[Rows from a dataset]
_____
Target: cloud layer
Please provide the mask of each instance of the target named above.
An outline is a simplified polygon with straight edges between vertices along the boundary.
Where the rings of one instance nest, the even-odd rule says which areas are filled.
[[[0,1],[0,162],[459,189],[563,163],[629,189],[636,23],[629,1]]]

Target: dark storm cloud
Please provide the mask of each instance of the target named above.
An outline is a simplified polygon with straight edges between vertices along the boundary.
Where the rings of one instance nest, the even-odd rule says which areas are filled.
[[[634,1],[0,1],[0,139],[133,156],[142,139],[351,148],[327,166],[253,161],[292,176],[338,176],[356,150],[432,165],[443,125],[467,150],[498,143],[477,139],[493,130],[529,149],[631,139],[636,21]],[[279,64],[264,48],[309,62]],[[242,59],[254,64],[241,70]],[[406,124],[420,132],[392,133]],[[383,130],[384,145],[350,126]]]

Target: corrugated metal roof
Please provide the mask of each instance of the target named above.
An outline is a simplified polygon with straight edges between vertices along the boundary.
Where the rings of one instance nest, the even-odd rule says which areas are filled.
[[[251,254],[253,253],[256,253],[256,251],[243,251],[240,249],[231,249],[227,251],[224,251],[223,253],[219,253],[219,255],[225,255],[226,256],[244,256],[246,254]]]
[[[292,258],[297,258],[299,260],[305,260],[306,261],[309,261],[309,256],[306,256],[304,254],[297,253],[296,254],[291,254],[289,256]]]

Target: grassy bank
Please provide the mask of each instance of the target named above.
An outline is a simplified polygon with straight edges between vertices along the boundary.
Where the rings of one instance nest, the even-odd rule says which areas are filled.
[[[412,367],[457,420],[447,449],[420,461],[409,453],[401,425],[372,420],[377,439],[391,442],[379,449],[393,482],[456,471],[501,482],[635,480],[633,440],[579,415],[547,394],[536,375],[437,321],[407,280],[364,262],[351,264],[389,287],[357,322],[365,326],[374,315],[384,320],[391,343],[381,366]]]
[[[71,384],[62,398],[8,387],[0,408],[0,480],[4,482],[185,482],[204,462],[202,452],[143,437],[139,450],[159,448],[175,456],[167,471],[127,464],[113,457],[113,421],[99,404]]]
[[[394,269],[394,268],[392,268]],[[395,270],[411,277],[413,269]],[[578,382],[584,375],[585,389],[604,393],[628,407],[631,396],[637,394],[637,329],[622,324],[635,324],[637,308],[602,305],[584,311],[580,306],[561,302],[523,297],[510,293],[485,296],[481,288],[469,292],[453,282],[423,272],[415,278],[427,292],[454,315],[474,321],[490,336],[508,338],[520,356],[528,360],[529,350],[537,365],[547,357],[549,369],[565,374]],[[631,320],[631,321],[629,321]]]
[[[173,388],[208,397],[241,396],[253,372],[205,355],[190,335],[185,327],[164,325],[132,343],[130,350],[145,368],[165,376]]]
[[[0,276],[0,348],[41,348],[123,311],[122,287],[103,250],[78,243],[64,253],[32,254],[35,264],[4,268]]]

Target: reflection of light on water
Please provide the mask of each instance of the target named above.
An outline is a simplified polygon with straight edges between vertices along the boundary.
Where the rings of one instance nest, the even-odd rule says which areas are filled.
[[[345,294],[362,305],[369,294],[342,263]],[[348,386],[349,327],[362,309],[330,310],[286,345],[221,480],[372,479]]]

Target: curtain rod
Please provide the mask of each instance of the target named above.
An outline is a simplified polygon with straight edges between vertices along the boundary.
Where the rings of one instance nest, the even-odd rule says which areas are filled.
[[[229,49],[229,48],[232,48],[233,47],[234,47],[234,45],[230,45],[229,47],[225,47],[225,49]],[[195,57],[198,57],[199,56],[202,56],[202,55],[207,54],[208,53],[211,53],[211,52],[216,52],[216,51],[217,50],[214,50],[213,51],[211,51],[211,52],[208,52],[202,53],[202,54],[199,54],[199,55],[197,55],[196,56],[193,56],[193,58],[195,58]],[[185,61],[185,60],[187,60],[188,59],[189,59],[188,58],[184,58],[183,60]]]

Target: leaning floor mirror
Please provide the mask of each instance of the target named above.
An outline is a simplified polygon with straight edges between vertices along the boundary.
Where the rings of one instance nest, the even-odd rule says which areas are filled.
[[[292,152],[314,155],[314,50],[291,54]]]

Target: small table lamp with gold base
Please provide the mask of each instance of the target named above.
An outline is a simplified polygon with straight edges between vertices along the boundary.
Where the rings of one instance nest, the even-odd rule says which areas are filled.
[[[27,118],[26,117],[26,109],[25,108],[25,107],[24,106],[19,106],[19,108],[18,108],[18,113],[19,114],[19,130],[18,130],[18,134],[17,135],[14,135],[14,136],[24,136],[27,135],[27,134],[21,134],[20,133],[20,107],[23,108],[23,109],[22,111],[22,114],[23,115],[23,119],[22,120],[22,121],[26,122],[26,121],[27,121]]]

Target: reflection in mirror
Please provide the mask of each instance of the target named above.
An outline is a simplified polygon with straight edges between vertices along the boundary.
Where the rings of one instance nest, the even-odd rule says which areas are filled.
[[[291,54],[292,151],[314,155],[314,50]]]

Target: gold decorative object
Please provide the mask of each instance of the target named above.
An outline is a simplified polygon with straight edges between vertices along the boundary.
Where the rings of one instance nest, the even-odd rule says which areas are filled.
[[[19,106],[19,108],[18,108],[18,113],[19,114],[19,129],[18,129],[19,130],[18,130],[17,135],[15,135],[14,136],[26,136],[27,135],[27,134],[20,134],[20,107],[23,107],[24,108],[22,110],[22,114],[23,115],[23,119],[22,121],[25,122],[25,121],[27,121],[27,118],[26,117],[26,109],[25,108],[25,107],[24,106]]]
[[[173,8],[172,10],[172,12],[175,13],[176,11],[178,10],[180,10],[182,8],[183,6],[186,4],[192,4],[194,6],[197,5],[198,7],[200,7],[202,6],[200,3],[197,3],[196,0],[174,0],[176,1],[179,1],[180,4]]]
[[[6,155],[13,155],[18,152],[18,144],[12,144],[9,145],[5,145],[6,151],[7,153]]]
_____
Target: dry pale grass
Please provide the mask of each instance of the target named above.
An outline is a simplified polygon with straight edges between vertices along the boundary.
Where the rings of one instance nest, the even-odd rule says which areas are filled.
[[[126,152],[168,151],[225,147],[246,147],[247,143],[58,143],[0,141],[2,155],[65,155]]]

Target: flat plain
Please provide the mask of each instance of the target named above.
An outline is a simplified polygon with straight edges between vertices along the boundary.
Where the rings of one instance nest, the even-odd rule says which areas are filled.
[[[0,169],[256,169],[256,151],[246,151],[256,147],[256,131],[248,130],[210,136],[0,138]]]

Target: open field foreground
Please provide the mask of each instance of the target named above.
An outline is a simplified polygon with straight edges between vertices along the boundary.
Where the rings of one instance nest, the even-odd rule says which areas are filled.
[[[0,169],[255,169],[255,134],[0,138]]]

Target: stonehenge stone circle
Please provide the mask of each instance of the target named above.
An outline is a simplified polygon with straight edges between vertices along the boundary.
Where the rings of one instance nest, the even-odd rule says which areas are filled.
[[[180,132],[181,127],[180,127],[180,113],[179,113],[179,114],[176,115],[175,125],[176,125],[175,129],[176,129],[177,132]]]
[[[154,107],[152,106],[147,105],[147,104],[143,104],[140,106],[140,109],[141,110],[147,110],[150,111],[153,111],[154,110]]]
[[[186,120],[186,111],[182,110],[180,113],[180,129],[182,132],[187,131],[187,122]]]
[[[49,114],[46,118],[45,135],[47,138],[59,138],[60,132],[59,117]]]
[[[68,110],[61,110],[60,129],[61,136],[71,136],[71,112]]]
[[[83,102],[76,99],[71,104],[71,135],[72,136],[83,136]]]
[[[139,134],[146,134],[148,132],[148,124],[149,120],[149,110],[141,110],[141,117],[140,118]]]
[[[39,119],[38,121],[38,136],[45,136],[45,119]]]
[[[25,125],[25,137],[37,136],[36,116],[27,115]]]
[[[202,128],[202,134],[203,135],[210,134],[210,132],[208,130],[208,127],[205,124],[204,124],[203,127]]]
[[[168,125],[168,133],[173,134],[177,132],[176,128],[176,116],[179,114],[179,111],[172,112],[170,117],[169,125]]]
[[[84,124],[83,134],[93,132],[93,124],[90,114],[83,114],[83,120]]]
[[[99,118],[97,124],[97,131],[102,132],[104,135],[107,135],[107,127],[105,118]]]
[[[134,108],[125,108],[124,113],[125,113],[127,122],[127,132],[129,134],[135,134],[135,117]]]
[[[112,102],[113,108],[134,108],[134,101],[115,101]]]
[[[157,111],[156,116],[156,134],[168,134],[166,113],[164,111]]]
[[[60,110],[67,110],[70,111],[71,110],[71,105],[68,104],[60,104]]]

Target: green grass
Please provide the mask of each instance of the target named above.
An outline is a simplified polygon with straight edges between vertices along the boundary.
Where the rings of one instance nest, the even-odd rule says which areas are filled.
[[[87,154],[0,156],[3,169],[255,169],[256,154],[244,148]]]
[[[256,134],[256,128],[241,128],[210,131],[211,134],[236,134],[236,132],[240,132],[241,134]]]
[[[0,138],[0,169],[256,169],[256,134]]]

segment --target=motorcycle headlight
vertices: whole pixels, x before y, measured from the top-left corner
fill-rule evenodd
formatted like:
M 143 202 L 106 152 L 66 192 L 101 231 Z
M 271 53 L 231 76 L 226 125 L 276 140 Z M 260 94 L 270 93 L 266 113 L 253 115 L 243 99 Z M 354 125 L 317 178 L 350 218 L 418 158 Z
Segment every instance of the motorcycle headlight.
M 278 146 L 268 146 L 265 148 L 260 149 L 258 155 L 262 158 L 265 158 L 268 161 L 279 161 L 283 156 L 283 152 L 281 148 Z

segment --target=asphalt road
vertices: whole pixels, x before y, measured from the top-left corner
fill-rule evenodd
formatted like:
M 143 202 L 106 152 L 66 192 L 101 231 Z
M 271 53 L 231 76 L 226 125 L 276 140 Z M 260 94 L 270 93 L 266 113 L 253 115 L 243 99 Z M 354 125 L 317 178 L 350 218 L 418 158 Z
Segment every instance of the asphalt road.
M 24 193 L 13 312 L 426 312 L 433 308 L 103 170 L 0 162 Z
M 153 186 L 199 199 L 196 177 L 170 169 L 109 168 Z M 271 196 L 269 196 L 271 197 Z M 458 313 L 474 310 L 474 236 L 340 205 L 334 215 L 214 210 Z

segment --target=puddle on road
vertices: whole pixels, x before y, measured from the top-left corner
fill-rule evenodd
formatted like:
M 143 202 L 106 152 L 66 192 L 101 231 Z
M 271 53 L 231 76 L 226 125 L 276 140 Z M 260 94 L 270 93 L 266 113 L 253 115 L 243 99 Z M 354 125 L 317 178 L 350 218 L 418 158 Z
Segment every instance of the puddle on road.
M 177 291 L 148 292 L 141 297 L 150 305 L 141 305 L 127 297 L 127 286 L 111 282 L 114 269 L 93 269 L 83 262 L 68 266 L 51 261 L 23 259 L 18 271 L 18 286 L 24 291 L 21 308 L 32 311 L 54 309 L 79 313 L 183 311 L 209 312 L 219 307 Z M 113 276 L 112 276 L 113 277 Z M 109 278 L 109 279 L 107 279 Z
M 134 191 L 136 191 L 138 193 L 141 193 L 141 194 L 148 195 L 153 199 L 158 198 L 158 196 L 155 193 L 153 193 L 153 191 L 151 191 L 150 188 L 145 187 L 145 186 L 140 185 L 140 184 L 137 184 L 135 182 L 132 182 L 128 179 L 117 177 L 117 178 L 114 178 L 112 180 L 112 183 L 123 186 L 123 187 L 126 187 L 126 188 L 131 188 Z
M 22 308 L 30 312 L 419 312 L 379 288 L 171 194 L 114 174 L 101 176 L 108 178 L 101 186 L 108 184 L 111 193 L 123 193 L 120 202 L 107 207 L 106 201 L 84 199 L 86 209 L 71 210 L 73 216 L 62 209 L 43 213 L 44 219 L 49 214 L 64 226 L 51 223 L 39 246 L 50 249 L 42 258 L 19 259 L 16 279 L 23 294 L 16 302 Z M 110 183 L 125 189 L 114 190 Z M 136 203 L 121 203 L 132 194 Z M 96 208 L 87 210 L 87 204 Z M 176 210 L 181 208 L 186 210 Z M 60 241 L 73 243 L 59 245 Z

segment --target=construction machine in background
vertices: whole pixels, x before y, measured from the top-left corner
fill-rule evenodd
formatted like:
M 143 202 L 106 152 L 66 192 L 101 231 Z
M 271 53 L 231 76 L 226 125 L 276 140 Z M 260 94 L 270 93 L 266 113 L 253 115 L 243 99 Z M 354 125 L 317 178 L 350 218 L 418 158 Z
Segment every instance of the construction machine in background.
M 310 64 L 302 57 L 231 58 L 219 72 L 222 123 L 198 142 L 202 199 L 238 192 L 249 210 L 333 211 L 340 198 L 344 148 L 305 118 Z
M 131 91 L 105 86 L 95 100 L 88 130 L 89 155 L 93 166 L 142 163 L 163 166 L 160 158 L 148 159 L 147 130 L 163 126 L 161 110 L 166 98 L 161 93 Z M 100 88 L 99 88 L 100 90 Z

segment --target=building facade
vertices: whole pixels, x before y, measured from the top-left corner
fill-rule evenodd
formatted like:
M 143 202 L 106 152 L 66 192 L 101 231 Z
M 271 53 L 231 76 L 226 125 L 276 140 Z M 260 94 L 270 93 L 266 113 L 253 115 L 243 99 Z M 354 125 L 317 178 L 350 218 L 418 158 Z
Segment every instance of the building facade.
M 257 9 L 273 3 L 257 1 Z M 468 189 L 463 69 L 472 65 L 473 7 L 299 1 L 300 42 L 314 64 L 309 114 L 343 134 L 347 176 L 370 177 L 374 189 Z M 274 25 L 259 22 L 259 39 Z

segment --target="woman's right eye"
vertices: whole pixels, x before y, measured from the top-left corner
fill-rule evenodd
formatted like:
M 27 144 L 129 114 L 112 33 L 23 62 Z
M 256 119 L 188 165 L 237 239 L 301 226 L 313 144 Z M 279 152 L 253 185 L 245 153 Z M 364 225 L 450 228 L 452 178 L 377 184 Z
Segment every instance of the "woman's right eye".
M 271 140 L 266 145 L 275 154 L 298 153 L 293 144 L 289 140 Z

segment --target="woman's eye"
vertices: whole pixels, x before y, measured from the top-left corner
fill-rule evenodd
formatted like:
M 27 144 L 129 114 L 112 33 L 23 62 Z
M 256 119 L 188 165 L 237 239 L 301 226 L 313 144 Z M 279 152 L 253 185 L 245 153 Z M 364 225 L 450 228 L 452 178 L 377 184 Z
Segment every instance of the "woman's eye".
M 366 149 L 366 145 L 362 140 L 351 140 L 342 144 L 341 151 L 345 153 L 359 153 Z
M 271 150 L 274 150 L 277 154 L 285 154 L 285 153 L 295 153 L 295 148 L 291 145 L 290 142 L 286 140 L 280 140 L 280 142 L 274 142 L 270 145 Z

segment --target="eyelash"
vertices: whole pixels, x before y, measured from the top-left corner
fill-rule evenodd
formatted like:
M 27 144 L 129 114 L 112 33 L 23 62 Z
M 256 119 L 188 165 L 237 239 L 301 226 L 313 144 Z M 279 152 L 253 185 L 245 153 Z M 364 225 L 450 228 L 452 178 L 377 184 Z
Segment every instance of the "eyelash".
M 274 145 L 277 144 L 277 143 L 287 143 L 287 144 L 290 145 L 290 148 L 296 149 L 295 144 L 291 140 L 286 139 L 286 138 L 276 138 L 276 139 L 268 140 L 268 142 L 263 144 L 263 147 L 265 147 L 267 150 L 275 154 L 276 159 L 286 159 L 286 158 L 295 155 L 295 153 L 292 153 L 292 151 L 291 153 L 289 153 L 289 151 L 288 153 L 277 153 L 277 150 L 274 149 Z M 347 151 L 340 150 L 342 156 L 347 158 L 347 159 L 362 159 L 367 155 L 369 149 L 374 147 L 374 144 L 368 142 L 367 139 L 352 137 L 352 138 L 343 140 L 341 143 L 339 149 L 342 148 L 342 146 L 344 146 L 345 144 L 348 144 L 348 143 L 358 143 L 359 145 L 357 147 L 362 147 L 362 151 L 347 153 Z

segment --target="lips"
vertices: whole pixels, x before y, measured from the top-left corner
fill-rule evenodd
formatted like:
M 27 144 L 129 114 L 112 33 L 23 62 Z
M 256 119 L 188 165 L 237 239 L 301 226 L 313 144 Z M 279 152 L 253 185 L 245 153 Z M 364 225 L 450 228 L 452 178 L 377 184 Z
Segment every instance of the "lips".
_____
Short exercise:
Format the lines from the one containing "segment --target=building facade" through the one containing "M 257 9 L 273", both included, as a numbered list, leaving out blank lines.

Final answer:
1. segment --target=building facade
2. vertices: whole pixels, x before y, measured from the top-left corner
3. fill-rule evenodd
4. formatted like:
5. M 143 202 L 106 152 L 66 192 L 101 231 Z
6. M 271 53 L 231 76 L 226 125 L 276 140 Z M 260 94 L 270 93 L 266 113 L 253 115 L 243 99 Z M 354 125 L 317 178 L 350 218 L 418 158 Z
7. Segment every instance of the building facade.
8. M 257 9 L 273 3 L 257 1 Z M 468 189 L 463 69 L 472 65 L 473 7 L 299 1 L 300 42 L 314 64 L 309 114 L 343 134 L 347 176 L 370 177 L 374 189 Z M 274 25 L 259 22 L 259 39 Z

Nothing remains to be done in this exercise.